DOCUMENT EXCERPT:

This board sells for around $120. The other boards mentioned require a separate CPU, although the are more capable.


----------



## mr.unnatural (Feb 2, 2006)

Nice. Can it output HD audio? I can't seem to find any info about whether it supports it or not. How does it handle Blu-Ray playback?


----------



## classicsat (Feb 18, 2004)

I think it is supposed to, with the pay version of the Blu-ay app. It supposedly plays BluRay HD. I have no surroud receiver at all or BD-reader, so cannot say my self how well it does for either.


----------



## lrhorer (Aug 31, 2003)

mr.unnatural said:


> True, but for the best picture and sound it's better to have an HDMI output. Any of the Intel socket 1155 or 1156 motherboards can deliver both HD audio and video via HDMI without the need for a separate graphics or sound card.


Yes, but I have yet to find a motherboard with embedded video that has decent video performance. Some do a modestly good job of rendering MPEG2 video at 1080i, and a few are OK on 1080p, but I have yet to try one that's worth a crap at even 1080i or 720P with h.264 coding and any significant compression. Most suffer resolution compatibility issues, as well.


----------



## mr.unnatural (Feb 2, 2006)

The GPU is embedded in the CPU and not the motherboard for the Intel Clarkdale or SandyBridge CPUs. I'm currently using a Clarkdale CORE i5-660 CPU in an ASRock motherboard and I can't tell the difference between the embedded HD graphics and any standalone graphics card I had been using previously (I've used various ATI and Nvidia cards with HDMI out and HD audio support). The Intels also support HD audio so there's no need for a separate graphics card that supports HD audio or an additional sound card.


----------

SET TASK 1:
Please repeat the data entries from their start through the line containing "[[[14,302],[24,285],[24,274],[15,269],[0,272],[0,297],[8,302]]]", inclusive, leaving out any pictures.

Data entries:
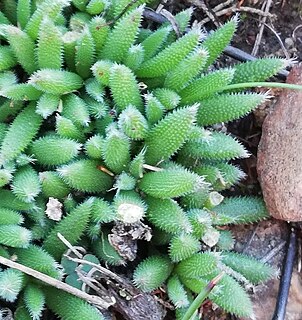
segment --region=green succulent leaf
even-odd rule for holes
[[[165,75],[173,70],[181,60],[197,47],[201,35],[202,33],[198,28],[189,31],[179,40],[159,52],[155,57],[144,62],[137,70],[137,75],[142,78]]]
[[[14,302],[24,285],[24,274],[15,269],[0,272],[0,297],[8,302]]]
[[[47,287],[44,293],[47,307],[63,320],[74,318],[75,311],[77,319],[104,320],[96,308],[70,293],[53,287]]]
[[[148,197],[146,203],[147,219],[157,228],[172,234],[192,231],[188,217],[176,201]]]
[[[189,305],[188,295],[177,275],[173,275],[167,282],[168,296],[176,308]]]
[[[231,160],[247,158],[249,153],[236,139],[222,132],[212,132],[208,139],[188,141],[181,150],[194,159]]]
[[[197,105],[181,108],[169,113],[148,133],[146,161],[156,164],[169,159],[188,139],[188,134],[195,122]]]
[[[267,281],[277,275],[277,271],[271,266],[240,253],[224,252],[222,263],[242,274],[253,284]]]
[[[102,59],[122,62],[138,34],[144,6],[125,14],[109,33],[101,52]]]
[[[207,126],[245,116],[269,98],[267,93],[220,94],[202,101],[197,123]]]
[[[78,205],[56,224],[45,239],[43,248],[55,259],[59,259],[66,250],[65,244],[58,238],[57,234],[61,233],[72,245],[76,244],[87,227],[91,216],[92,203],[93,201],[88,199]]]
[[[134,284],[144,292],[160,287],[169,277],[172,264],[162,256],[150,256],[142,261],[133,274]]]
[[[144,174],[139,188],[155,198],[174,198],[197,191],[203,187],[202,177],[187,169],[165,169]]]
[[[169,246],[169,256],[173,262],[187,259],[201,248],[200,242],[191,234],[182,233],[172,238]]]
[[[257,197],[225,198],[213,212],[216,225],[253,223],[268,218],[263,200]]]
[[[26,249],[14,249],[17,262],[55,279],[62,278],[62,271],[54,258],[41,247],[30,244]]]
[[[36,320],[40,319],[45,304],[43,291],[32,283],[29,283],[24,290],[24,303],[30,316]]]

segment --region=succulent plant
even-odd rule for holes
[[[175,17],[177,39],[167,23],[143,28],[146,2],[1,4],[0,254],[62,279],[60,232],[72,245],[84,239],[102,262],[124,265],[109,241],[111,228],[143,221],[157,247],[134,271],[138,288],[166,283],[178,318],[192,293],[224,271],[209,298],[251,316],[239,282],[265,281],[274,270],[228,252],[232,234],[219,226],[268,214],[260,198],[219,193],[244,176],[230,161],[248,152],[211,125],[268,99],[240,90],[288,62],[266,58],[210,71],[238,18],[205,35],[198,25],[189,28],[187,9]],[[44,213],[51,198],[63,206],[61,221]],[[214,252],[216,245],[223,251]],[[76,275],[66,273],[74,284]],[[13,269],[0,272],[0,298],[18,298],[20,319],[40,319],[44,305],[62,319],[103,319],[79,298]]]

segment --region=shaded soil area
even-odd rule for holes
[[[175,2],[174,2],[175,3]],[[207,30],[223,23],[234,11],[240,13],[240,25],[232,45],[257,57],[278,56],[285,59],[295,58],[302,61],[302,1],[194,1],[195,17],[206,21]],[[173,7],[173,3],[171,4]],[[181,7],[181,5],[179,5]],[[218,6],[218,7],[217,7]],[[219,9],[220,6],[220,9]],[[218,8],[218,9],[217,9]],[[221,12],[224,14],[220,15]],[[264,17],[267,15],[267,17]],[[218,61],[221,66],[236,63],[230,57],[222,56]],[[272,79],[274,80],[274,79]],[[236,136],[251,152],[251,157],[238,164],[247,174],[247,178],[230,195],[261,195],[257,177],[257,148],[261,138],[261,127],[268,112],[278,100],[279,90],[273,90],[275,96],[265,105],[244,119],[228,124],[227,129]],[[270,219],[257,225],[232,227],[236,238],[235,249],[265,261],[281,273],[287,248],[289,225],[287,222]],[[300,243],[299,243],[300,244]],[[298,256],[298,259],[301,259]],[[294,268],[291,290],[288,300],[287,320],[302,319],[302,280],[301,274]],[[257,286],[251,290],[254,302],[255,319],[270,320],[273,317],[279,289],[279,279]],[[236,319],[230,315],[213,311],[213,306],[205,307],[203,319]]]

SET TASK 2:
Quote the forum thread on HD audio and video playback between "## classicsat (Feb" and "(Aug 31, 2003)", inclusive.

FINAL RESULT 1:
segment --region=green succulent leaf
even-odd rule for holes
[[[165,75],[173,70],[181,60],[197,47],[201,35],[202,33],[198,28],[189,31],[179,40],[159,52],[155,57],[144,62],[137,70],[137,75],[142,78]]]
[[[14,302],[24,285],[24,274],[15,269],[0,272],[0,297],[8,302]]]

FINAL RESULT 2:
## classicsat (Feb 18, 2004)

I think it is supposed to, with the pay version of the Blu-ay app. It supposedly plays BluRay HD. I have no surroud receiver at all or BD-reader, so cannot say my self how well it does for either.


----------



## lrhorer (Aug 31, 2003)